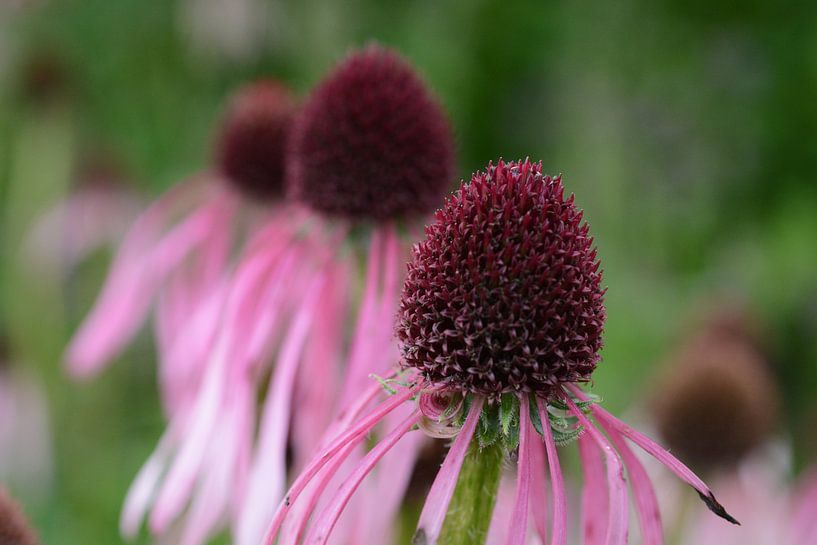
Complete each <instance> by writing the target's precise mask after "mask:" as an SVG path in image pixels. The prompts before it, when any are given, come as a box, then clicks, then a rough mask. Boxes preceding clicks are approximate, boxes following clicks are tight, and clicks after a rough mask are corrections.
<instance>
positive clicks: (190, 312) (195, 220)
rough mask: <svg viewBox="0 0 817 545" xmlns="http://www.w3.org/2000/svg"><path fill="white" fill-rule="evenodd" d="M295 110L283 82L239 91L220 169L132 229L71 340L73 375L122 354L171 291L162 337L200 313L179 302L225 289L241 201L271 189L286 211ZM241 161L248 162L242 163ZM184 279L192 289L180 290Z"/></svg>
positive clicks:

- - -

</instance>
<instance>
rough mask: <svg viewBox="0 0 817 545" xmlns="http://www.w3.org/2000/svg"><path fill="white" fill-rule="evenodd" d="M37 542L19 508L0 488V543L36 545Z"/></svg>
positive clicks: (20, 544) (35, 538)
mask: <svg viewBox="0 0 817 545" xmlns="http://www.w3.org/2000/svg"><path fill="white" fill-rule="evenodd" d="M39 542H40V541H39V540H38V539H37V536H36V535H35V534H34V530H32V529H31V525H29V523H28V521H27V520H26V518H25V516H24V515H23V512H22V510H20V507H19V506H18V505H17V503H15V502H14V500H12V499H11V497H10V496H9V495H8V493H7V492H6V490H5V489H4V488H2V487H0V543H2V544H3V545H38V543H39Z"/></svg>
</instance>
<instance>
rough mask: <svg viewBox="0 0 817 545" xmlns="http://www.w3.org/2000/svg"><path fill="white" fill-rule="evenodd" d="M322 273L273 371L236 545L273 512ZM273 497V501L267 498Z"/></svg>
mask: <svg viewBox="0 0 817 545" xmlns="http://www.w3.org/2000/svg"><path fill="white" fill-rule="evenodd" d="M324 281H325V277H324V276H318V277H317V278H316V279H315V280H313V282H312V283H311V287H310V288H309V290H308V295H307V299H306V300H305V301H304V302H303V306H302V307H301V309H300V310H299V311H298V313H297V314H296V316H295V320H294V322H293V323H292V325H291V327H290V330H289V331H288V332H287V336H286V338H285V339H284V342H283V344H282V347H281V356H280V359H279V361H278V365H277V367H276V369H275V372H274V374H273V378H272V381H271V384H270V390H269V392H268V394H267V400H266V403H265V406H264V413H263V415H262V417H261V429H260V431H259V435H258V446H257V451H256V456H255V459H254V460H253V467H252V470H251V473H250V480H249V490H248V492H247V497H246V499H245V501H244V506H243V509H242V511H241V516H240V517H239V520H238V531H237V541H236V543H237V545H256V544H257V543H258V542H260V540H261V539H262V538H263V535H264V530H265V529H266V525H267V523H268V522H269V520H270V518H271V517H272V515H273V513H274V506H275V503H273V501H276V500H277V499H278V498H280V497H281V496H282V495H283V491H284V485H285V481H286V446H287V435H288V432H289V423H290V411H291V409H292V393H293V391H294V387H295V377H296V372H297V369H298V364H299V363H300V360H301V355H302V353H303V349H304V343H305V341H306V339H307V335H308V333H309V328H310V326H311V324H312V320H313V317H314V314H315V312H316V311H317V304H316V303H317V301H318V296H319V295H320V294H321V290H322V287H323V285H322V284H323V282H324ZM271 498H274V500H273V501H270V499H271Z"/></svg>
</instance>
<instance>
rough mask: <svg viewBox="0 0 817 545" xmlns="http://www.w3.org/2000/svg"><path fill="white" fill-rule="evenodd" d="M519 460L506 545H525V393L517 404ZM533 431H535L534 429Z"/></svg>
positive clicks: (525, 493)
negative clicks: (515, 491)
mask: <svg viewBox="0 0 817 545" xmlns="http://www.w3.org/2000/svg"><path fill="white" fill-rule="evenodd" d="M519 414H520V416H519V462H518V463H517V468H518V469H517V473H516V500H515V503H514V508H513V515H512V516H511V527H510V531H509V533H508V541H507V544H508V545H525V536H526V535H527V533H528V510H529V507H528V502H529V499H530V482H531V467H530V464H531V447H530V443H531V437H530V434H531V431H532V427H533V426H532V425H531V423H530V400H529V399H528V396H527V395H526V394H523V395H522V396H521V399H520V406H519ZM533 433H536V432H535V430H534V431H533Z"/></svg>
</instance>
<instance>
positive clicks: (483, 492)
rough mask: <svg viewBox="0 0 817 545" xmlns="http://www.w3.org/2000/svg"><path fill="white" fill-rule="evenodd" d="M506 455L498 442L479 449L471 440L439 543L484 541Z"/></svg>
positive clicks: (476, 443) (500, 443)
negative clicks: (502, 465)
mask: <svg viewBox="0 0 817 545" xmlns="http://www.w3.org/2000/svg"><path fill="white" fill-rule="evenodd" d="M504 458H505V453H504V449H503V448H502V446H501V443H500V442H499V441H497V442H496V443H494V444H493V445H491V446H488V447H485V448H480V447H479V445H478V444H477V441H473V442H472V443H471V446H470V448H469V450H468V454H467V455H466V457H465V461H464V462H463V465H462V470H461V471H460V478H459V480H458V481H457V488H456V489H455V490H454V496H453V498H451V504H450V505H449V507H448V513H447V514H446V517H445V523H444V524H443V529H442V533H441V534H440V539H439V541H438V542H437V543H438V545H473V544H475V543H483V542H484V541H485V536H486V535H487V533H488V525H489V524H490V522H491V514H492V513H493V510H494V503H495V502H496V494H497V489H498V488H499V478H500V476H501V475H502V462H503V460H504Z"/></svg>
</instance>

- - -

# HOW TO COMPLETE THIS TASK:
The response must hold only the lines above from the line with "460L506 545H525V393L517 404ZM533" through the line with "positive clicks: (476, 443) (500, 443)", each copied exactly, both ends kept.

# RESPONSE TO THIS TASK:
rough mask: <svg viewBox="0 0 817 545" xmlns="http://www.w3.org/2000/svg"><path fill="white" fill-rule="evenodd" d="M519 460L506 545H525V393L517 404ZM533 431H535L534 429Z"/></svg>
positive clicks: (525, 493)
negative clicks: (515, 491)
mask: <svg viewBox="0 0 817 545" xmlns="http://www.w3.org/2000/svg"><path fill="white" fill-rule="evenodd" d="M519 414H520V416H519V462H518V463H517V468H518V469H517V473H516V500H515V503H514V508H513V515H512V516H511V527H510V531H509V533H508V541H507V544H508V545H525V536H526V535H527V533H528V510H529V507H528V502H529V499H530V482H531V467H530V464H531V447H530V443H531V437H530V434H531V431H532V427H533V426H532V425H531V423H530V400H529V399H528V396H527V395H526V394H523V395H522V396H521V399H520V406H519ZM533 433H536V432H535V430H534V431H533Z"/></svg>
</instance>
<instance>
positive clicks: (483, 492)
rough mask: <svg viewBox="0 0 817 545" xmlns="http://www.w3.org/2000/svg"><path fill="white" fill-rule="evenodd" d="M506 455L498 442L479 449L471 440L439 543L484 541Z"/></svg>
positive clicks: (476, 443) (500, 443)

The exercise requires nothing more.